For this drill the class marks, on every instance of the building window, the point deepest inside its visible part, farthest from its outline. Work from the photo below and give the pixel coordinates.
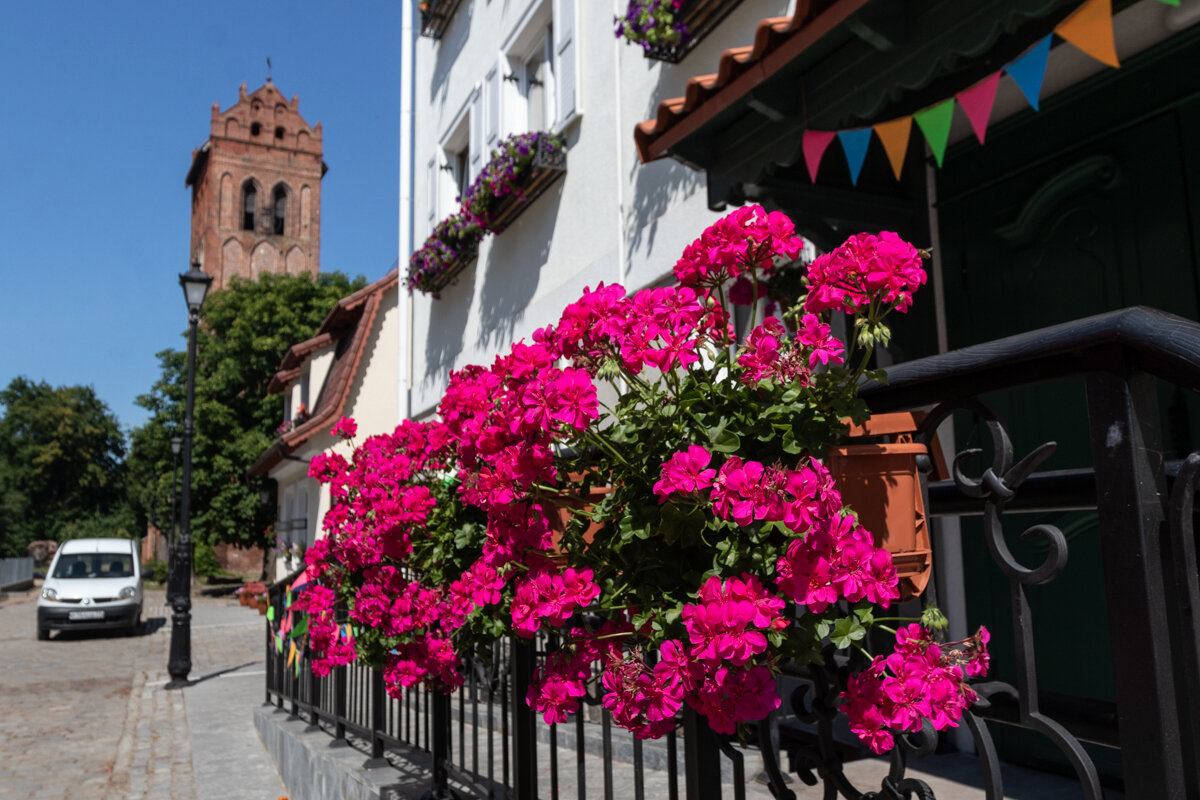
(461, 172)
(537, 83)
(279, 209)
(249, 205)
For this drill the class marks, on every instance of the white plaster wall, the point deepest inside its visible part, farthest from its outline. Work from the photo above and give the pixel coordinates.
(609, 220)
(372, 403)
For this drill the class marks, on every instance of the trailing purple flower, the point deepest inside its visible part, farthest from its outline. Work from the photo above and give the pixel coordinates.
(652, 23)
(432, 266)
(505, 174)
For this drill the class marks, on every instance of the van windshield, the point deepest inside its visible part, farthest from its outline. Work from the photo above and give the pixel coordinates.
(94, 565)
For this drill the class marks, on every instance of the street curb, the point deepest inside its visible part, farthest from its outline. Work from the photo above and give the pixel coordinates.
(315, 768)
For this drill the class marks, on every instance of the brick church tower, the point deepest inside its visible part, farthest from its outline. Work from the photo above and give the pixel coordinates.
(256, 190)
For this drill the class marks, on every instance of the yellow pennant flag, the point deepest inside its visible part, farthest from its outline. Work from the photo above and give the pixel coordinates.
(1090, 29)
(894, 136)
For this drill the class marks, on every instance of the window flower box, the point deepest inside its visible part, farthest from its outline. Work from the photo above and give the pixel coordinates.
(521, 168)
(436, 16)
(450, 248)
(669, 29)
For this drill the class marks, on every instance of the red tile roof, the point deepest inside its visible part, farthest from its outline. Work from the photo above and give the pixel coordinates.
(349, 324)
(778, 41)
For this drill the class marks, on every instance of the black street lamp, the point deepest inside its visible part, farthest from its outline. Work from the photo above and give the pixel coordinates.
(177, 444)
(196, 284)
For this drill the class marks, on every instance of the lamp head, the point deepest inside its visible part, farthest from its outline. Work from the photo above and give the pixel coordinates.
(196, 284)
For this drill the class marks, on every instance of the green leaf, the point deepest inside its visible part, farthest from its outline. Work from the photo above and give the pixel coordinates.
(846, 631)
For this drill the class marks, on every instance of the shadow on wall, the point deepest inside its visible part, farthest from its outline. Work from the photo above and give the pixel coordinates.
(449, 48)
(514, 269)
(658, 186)
(447, 325)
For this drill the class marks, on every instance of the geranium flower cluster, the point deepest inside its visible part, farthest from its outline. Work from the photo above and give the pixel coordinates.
(737, 245)
(867, 269)
(712, 524)
(921, 680)
(769, 354)
(652, 23)
(834, 558)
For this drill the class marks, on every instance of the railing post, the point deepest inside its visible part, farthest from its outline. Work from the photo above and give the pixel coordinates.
(701, 758)
(525, 744)
(340, 702)
(439, 747)
(1131, 489)
(377, 713)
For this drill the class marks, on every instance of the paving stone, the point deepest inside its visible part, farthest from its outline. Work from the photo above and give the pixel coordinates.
(87, 714)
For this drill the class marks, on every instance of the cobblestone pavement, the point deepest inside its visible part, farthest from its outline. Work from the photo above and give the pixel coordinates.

#### What to do
Begin at the line that contains "of the paving" and stop after the last line of the records. Rewrite those lines as a JSON list of strings with one string per line, leaving out any blank lines.

#### Problem solution
[
  "For this drill the class marks, on every instance of the paving stone, the point deepest inside its visible part, farthest from its outline. Work from the photo above and give the pixel coordinates.",
  "(87, 714)",
  "For this drill the class marks, on every instance of the cobblestone pavement, the point deepest inside its visible part, farthest from its outline. Work from the photo above and give the pixel coordinates."
]